Box-labeled dataset extracts
┌──

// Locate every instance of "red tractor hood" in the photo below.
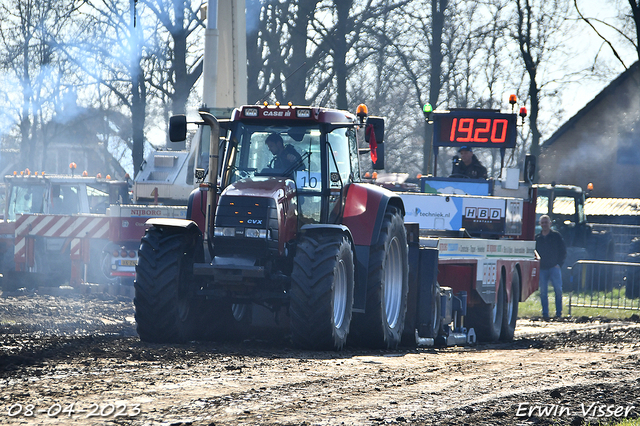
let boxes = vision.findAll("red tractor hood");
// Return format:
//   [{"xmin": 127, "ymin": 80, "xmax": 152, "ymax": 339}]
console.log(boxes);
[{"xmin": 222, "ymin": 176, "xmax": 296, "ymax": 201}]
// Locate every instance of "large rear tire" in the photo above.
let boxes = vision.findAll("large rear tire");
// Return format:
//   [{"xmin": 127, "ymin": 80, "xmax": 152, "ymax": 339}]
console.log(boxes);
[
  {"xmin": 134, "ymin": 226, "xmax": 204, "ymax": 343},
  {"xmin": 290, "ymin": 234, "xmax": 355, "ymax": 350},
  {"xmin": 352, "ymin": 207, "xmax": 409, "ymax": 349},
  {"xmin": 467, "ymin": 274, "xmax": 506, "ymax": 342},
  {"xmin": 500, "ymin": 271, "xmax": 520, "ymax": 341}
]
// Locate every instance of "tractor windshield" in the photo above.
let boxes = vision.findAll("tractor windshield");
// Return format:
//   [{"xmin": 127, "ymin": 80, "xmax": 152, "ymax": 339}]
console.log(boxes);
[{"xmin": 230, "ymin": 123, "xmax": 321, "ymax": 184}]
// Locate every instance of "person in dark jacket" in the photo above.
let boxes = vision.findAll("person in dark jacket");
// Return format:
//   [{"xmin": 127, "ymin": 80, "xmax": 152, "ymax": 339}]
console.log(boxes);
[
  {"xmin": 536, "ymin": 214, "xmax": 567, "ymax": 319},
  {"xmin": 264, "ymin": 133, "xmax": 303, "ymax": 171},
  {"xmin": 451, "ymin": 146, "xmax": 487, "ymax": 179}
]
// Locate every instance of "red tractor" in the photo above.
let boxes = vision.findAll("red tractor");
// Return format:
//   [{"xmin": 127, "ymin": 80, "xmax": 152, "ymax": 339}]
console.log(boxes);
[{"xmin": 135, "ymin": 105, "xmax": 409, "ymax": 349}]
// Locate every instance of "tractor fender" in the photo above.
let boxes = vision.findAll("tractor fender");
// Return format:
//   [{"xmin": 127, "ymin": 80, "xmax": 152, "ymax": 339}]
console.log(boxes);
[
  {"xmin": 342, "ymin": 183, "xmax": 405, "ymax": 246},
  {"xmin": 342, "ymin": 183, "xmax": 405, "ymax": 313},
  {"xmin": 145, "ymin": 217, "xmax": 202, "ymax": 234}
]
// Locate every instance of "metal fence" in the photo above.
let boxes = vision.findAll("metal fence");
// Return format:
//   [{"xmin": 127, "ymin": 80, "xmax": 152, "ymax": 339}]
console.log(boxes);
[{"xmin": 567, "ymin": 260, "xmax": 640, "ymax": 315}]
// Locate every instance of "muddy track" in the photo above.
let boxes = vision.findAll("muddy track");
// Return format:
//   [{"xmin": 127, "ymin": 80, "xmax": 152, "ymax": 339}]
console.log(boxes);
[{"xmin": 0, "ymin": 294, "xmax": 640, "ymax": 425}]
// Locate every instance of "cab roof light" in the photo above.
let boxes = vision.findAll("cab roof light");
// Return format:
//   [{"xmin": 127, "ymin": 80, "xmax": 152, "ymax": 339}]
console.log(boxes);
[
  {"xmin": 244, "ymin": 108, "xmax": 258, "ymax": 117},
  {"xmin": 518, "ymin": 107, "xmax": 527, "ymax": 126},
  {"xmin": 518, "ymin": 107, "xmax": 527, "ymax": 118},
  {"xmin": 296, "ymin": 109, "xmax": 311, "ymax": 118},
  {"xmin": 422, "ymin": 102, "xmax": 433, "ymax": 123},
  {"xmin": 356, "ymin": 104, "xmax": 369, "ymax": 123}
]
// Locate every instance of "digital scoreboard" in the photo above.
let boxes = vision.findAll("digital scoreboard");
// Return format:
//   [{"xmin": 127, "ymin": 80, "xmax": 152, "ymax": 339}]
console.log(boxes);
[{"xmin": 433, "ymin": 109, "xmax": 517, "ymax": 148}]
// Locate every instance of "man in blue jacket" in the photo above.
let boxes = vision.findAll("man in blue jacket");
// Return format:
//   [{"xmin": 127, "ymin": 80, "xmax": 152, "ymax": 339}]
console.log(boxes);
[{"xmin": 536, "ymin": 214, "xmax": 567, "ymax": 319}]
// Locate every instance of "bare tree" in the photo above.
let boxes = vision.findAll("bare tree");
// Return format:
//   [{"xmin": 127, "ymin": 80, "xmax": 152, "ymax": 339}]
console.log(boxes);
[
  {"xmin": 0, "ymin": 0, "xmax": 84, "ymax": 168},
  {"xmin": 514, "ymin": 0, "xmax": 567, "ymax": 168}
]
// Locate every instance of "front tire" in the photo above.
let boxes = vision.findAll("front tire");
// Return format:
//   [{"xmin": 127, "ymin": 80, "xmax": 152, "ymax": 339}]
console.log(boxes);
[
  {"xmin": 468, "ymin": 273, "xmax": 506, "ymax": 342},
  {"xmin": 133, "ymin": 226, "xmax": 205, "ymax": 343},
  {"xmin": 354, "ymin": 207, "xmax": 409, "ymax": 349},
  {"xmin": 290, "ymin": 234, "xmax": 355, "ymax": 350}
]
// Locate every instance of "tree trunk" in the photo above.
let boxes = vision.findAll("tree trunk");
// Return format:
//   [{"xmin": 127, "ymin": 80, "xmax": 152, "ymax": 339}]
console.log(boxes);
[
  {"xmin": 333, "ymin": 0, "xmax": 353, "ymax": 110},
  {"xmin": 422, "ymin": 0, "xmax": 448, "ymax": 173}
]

└──

Can you gather every line in the records above that holds the string "light"?

▶ OUTPUT FOR THIS EXERCISE:
// Locate every instance of "cab roof light" in the photo above.
let boxes = vision.findAll("cab roof light");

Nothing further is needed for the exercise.